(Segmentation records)
.....
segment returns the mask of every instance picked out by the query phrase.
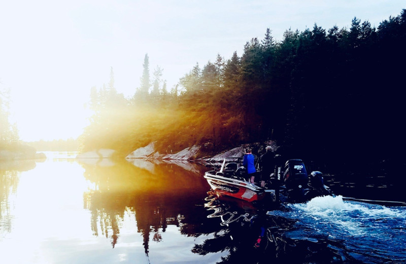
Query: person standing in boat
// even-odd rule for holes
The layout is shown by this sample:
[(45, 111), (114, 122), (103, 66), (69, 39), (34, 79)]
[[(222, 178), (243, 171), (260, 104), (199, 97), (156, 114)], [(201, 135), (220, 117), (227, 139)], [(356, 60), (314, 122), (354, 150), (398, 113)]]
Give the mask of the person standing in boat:
[(266, 152), (259, 158), (259, 168), (261, 168), (261, 187), (265, 186), (265, 182), (270, 179), (270, 174), (274, 172), (275, 167), (275, 155), (270, 146), (265, 148)]
[(255, 170), (255, 166), (254, 162), (255, 158), (254, 155), (251, 152), (251, 150), (250, 149), (247, 149), (243, 160), (243, 166), (247, 168), (248, 181), (251, 183), (254, 183), (256, 170)]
.....
* **TO DO**:
Could you repeat the stretch of lines from the very first one through the line containing "[(45, 111), (114, 122), (103, 66), (69, 39), (34, 79)]", leaving out the pictures?

* **RESPONSE TO THE EXERCISE**:
segment returns the mask of every instance picked out by the query phrase.
Query: person standing in boat
// even-odd rule for holes
The layout is shown by this sample:
[(45, 111), (114, 122), (103, 66), (69, 39), (34, 79)]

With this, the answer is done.